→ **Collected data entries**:
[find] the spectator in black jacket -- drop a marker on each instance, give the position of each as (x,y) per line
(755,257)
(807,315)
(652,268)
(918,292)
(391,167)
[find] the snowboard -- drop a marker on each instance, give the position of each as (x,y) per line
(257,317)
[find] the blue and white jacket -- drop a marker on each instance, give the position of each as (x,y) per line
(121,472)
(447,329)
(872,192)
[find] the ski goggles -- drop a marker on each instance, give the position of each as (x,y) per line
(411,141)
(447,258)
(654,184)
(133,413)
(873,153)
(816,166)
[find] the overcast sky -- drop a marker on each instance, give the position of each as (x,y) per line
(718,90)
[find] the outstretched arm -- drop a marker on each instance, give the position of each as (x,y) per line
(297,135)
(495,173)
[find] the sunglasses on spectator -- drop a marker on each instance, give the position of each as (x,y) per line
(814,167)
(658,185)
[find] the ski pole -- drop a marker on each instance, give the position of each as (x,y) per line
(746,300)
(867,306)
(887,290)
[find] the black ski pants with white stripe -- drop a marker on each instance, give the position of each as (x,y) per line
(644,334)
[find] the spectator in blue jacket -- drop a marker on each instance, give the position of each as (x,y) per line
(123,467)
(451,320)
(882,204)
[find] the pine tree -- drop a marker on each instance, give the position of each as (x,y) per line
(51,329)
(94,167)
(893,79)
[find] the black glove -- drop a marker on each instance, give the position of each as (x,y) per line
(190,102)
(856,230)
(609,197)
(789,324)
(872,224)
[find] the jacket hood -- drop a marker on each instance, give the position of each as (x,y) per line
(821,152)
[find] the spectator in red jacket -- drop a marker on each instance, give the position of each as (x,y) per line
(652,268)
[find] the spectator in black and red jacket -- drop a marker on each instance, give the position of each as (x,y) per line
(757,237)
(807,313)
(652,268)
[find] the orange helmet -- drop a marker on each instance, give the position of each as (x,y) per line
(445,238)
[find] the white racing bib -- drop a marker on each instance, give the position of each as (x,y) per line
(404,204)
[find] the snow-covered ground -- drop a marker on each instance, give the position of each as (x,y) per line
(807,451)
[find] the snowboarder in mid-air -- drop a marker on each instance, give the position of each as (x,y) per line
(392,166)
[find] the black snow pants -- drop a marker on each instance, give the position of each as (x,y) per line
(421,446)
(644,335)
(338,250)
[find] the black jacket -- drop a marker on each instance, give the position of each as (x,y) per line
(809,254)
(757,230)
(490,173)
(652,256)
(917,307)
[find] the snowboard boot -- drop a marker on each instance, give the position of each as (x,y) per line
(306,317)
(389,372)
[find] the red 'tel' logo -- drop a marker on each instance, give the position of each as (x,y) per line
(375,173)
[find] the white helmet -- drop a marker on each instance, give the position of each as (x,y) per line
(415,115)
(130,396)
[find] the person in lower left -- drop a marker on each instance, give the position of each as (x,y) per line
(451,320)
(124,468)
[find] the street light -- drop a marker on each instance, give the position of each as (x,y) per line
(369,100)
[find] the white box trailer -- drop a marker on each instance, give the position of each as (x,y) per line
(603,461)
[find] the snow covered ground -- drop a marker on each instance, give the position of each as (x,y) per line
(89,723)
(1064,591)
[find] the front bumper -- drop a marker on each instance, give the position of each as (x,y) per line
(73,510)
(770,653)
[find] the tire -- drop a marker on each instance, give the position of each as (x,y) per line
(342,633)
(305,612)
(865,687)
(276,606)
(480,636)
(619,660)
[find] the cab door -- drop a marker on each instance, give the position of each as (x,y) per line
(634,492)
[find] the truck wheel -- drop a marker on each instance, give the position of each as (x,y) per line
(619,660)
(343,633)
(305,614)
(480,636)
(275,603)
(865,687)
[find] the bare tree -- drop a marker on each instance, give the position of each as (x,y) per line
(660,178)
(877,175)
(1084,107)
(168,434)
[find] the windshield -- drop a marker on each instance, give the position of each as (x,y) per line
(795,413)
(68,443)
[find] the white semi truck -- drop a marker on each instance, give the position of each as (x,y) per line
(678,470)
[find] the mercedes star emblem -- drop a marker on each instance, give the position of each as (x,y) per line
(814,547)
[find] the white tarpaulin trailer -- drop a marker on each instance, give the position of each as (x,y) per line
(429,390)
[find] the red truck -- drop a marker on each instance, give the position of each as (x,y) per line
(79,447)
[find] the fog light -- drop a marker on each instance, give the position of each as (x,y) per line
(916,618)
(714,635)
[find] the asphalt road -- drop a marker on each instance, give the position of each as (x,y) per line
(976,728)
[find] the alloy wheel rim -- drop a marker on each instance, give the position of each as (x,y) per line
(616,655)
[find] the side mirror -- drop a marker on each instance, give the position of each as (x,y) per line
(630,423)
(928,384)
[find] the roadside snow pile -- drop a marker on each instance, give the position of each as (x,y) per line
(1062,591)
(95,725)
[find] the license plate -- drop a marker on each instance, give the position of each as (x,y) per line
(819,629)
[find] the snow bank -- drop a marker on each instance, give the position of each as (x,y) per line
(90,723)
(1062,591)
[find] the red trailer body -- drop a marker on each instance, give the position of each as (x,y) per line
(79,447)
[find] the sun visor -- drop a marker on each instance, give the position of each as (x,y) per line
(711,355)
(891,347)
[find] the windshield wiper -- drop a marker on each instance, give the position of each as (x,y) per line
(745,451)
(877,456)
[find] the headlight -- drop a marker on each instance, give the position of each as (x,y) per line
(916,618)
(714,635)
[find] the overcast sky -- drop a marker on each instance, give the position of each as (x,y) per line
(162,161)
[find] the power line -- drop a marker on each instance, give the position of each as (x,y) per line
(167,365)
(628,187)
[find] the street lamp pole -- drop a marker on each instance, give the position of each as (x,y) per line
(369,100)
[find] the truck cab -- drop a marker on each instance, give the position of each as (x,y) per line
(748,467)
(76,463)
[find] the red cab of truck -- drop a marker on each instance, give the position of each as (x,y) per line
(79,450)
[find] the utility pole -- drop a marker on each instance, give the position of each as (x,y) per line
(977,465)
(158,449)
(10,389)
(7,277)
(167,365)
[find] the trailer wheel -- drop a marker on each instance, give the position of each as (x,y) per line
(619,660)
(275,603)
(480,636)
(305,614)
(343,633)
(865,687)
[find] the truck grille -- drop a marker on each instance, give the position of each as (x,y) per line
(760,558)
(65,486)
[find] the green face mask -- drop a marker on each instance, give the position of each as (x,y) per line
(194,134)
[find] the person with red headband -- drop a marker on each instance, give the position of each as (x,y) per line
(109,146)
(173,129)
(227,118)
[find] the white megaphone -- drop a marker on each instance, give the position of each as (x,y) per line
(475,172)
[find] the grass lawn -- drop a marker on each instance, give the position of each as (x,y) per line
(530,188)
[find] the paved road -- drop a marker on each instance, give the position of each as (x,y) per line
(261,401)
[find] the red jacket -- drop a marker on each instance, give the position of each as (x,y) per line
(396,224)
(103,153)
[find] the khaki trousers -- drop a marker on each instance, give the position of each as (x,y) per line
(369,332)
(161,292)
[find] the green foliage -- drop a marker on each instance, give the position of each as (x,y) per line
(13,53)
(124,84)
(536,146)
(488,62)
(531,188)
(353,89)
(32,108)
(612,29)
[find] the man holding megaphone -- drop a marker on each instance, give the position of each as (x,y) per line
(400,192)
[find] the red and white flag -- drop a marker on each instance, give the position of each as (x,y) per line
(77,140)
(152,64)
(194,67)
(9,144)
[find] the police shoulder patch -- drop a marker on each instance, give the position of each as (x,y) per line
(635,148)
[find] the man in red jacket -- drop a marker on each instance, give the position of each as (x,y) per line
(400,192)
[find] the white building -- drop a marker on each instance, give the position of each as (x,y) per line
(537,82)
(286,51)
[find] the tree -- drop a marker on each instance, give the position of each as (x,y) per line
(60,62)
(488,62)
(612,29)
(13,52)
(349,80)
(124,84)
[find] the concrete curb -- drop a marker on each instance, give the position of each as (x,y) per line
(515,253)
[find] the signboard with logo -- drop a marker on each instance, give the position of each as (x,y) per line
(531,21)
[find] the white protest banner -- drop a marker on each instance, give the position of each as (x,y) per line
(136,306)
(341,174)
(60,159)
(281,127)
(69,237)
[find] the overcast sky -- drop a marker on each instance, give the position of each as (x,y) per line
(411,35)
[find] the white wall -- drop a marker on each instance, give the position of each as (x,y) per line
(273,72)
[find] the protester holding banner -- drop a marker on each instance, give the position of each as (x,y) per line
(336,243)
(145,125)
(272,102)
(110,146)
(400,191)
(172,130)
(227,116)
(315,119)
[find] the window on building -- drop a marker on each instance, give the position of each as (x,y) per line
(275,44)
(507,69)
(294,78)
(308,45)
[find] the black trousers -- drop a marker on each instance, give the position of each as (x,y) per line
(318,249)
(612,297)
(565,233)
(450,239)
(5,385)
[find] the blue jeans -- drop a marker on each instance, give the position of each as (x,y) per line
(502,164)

→ **EXERCISE GOAL**:
Return, word for word, each line from the line that contains "[find] the protester" to the end of the listing above; include both end lines and nothing else.

→ **SOLUTION**:
[find] the protester holding banner -- drop a marker on each instance, give the position of each as (x,y) per line
(336,243)
(145,125)
(272,102)
(110,146)
(400,191)
(172,130)
(227,116)
(315,119)
[find] the window on building -- drop a marker on each instance, give the position of each as (x,y) per line
(275,44)
(507,69)
(294,78)
(308,45)
[find] the black trousers -- drop a marker on each instance, give the position of each as (x,y) per line
(318,249)
(612,297)
(565,233)
(450,239)
(5,385)
[find] the blue jeans -- drop a marker on each instance, give the position of each as (x,y) per line
(502,164)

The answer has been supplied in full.